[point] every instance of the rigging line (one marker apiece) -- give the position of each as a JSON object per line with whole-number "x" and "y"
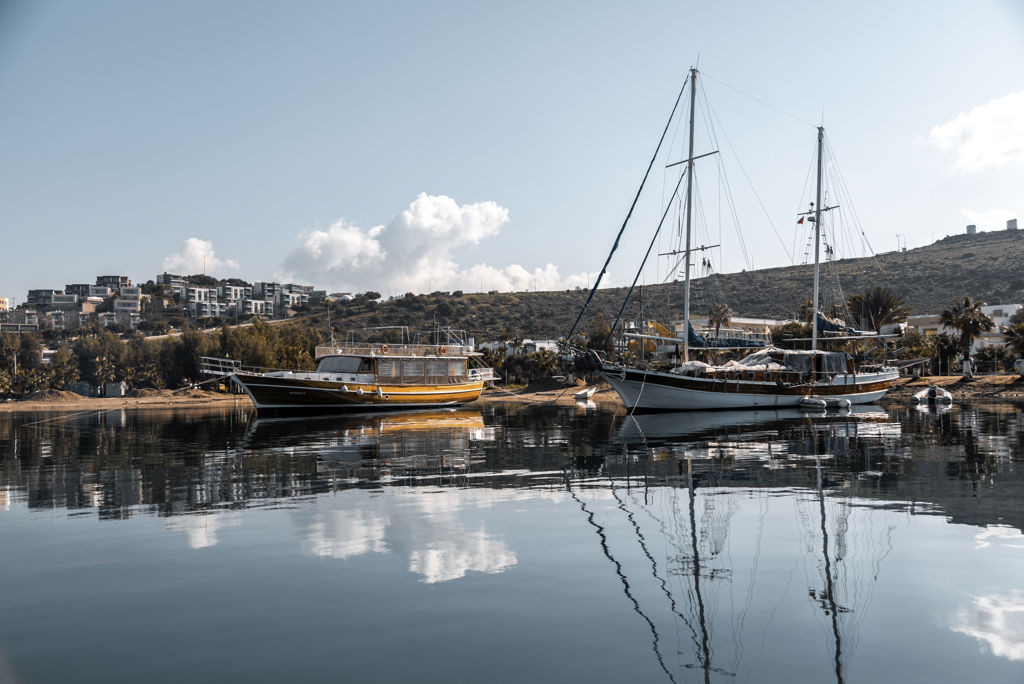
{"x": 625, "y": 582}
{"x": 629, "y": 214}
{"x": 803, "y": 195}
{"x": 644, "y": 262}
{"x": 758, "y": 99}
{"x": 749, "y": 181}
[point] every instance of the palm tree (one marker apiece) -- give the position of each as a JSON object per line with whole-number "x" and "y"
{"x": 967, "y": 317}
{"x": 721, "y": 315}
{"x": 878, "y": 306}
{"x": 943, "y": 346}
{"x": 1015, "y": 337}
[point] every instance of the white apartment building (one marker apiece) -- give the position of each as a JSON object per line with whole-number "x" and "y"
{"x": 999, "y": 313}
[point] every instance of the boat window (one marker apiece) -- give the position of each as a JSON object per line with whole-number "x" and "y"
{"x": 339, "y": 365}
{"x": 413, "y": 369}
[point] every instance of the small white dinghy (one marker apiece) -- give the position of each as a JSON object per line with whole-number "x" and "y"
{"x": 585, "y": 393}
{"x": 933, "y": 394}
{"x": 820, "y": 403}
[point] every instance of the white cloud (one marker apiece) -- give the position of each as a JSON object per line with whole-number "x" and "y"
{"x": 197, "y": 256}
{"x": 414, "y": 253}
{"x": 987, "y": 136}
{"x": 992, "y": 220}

= = = = =

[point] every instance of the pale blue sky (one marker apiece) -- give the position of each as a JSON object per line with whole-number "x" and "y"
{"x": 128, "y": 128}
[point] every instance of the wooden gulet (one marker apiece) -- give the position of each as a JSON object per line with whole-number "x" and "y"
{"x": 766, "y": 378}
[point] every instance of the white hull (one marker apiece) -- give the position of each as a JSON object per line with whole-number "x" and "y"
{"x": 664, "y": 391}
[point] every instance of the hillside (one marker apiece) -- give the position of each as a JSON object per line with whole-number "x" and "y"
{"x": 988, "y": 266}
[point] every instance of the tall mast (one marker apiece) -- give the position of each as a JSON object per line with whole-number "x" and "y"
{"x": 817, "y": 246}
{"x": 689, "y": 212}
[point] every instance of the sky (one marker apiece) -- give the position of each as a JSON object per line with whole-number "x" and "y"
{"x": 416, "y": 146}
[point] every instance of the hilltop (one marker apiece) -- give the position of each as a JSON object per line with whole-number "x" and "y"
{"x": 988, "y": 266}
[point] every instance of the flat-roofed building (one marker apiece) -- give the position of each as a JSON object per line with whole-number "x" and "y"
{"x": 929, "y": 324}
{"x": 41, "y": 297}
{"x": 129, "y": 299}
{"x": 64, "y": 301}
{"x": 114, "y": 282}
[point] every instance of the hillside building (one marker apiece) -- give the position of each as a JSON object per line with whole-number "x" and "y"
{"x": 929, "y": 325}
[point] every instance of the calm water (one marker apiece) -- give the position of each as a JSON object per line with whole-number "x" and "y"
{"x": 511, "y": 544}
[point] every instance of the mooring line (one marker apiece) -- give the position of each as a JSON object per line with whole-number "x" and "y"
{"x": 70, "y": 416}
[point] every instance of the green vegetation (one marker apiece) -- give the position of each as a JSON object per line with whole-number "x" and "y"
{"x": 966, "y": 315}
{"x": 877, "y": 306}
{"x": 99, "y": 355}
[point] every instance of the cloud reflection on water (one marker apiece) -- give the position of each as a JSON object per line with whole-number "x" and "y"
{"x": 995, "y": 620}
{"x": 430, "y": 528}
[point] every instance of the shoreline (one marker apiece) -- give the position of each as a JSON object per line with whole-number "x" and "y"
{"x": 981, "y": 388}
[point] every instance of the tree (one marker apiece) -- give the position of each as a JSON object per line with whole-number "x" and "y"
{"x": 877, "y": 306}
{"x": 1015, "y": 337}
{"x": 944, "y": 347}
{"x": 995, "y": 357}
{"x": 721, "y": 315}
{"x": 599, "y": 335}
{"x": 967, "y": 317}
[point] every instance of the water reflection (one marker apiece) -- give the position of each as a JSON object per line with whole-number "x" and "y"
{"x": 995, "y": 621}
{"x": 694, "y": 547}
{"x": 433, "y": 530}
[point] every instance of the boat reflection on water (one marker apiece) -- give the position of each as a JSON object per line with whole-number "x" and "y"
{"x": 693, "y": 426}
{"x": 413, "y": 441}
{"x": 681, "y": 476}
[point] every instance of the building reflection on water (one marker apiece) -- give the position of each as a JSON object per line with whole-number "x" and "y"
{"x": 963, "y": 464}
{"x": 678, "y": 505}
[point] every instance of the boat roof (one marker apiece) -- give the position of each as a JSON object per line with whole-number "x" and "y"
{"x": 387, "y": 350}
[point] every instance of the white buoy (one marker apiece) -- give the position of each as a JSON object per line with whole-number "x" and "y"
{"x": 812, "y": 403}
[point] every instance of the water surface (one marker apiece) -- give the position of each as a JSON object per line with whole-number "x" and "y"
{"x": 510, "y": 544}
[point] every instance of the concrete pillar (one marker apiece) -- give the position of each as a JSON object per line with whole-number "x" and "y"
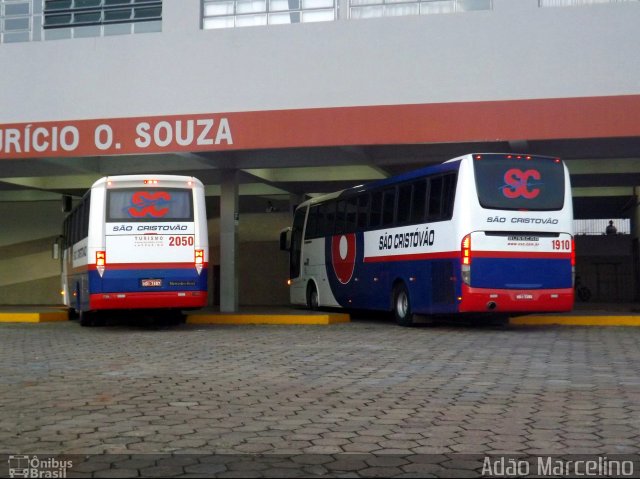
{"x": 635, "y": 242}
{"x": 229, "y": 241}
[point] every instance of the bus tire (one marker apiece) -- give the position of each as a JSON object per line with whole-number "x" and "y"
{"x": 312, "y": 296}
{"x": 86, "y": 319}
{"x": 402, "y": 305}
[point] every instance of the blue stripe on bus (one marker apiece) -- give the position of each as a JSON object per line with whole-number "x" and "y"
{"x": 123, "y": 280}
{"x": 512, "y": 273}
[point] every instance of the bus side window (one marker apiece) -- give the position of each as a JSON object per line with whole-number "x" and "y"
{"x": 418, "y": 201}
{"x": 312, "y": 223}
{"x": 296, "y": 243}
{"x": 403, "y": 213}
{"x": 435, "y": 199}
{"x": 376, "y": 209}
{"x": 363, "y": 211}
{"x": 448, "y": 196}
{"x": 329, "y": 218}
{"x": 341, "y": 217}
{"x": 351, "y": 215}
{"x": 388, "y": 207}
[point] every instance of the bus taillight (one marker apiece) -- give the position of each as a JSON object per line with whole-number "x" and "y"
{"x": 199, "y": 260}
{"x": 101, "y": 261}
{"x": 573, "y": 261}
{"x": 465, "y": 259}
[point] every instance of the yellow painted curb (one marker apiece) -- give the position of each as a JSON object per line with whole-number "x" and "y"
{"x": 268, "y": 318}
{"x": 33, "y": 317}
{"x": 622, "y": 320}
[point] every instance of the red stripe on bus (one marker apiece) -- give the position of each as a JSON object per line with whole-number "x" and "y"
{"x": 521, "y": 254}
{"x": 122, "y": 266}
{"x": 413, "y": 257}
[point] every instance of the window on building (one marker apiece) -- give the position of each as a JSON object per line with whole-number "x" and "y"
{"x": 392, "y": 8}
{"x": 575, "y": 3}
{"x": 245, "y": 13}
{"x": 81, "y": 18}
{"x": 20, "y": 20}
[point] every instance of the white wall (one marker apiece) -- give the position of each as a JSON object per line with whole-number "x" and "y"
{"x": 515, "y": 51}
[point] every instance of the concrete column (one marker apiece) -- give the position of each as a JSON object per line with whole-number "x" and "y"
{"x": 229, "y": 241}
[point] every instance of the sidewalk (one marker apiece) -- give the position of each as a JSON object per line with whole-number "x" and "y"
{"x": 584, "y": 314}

= = = = =

Pick out every line in the records above that contains the string "tree", and copy each one. Case counts.

**Task output**:
[point] every instance of the palm tree (one marker apiece) -- give the position of each as a JSON object per line with whole-number "x" and "y"
[point] every instance of the tree (one marker apiece) -- give the position of each as a JSON object per line with whole-number "x" and "y"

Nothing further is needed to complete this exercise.